How would the passage on NBFC commercial paper funding go on after its final sentence? Write the next part.

→ Page excerpt
--- Begin ---

The increase in the CP share in the overall funding mix is not worrisome at this juncture due to three factors.

 

First, NBFCs backed by parent constitute almost 80% of the CP volume. Even for the other NBFCs, issuances are largely backed by shorter tenure assets such as loan against shares, gold loans and unsecured loans.

 

Second, NBFCs are issuing longer tenure CPs now as against the shorter tenures in the past. The proportion of CP issuances with maturities of up to 2 months was just ~10% during January-March 2024 compared with ~33% in July-September 2019. On the other hand, the share of issuances with maturity of 9-12 months increased to ~25% from ~8%.

 

Third, most NBFCs and housing finance companies (HFCs) are maintaining higher liquidity coverage ratio with the medians being ~155%2 and ~140%3, respectively, as of December 2023.

--- End ---

→ Source data
--- Begin ---

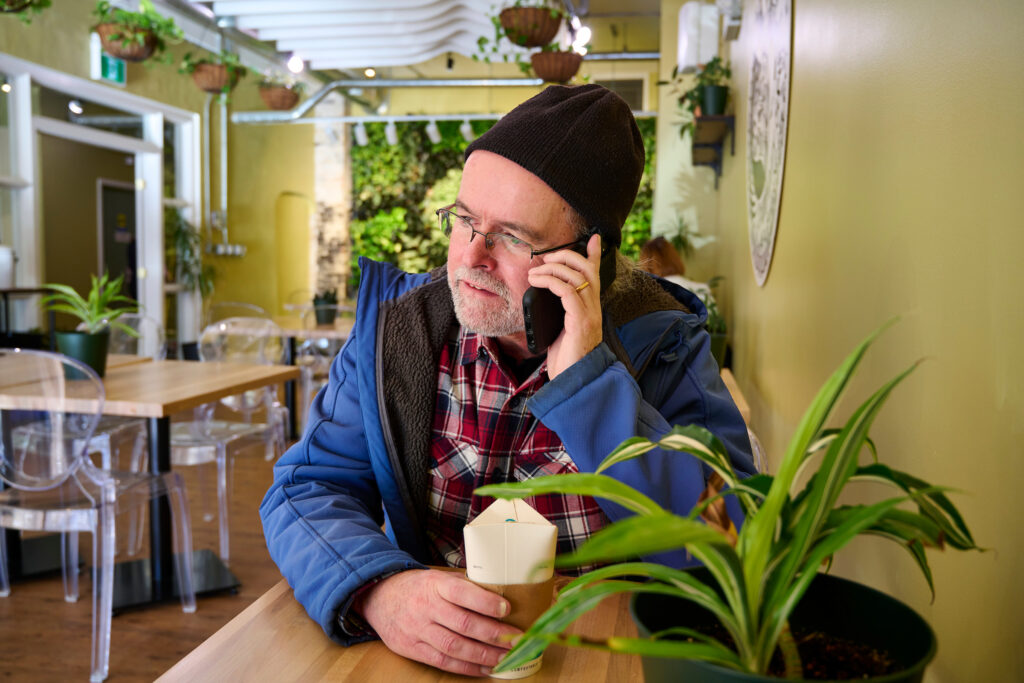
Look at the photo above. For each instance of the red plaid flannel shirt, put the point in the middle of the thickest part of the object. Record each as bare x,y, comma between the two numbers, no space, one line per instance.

--- End ---

→ Exercise result
 

Ergo, asset liability management shouldn’t see any challenges. This, along with stable asset quality and stronger balance sheets - with the sector’s gearing improving to ~4 times as of December 2023 from ~6 times as of March 2019 - will sustain investor interest in NBFC-issued CPs.

 

All said, NBFCs on their part, will need to continue prudent liquidity management with lower reliance on short-tenure CPs in their funding mix, as has been the case over the past few years.

 

Beside CPs, NBFCs may also look for other funding avenues including securitisation, which is also seeing traction, as reflected through its volume reconquering the peak of ~Rs 1.9 lakh crore in fiscal 2024.

 

1NBFCs include HFCs, but exclude government-owned NBFCs
2The median is for NBFCs accounting for ~85% of the sector. As per regulatory requirements, NBFCs are required to maintain a minimum liquidity coverage ratio of 85% with effect from December 1, 2023.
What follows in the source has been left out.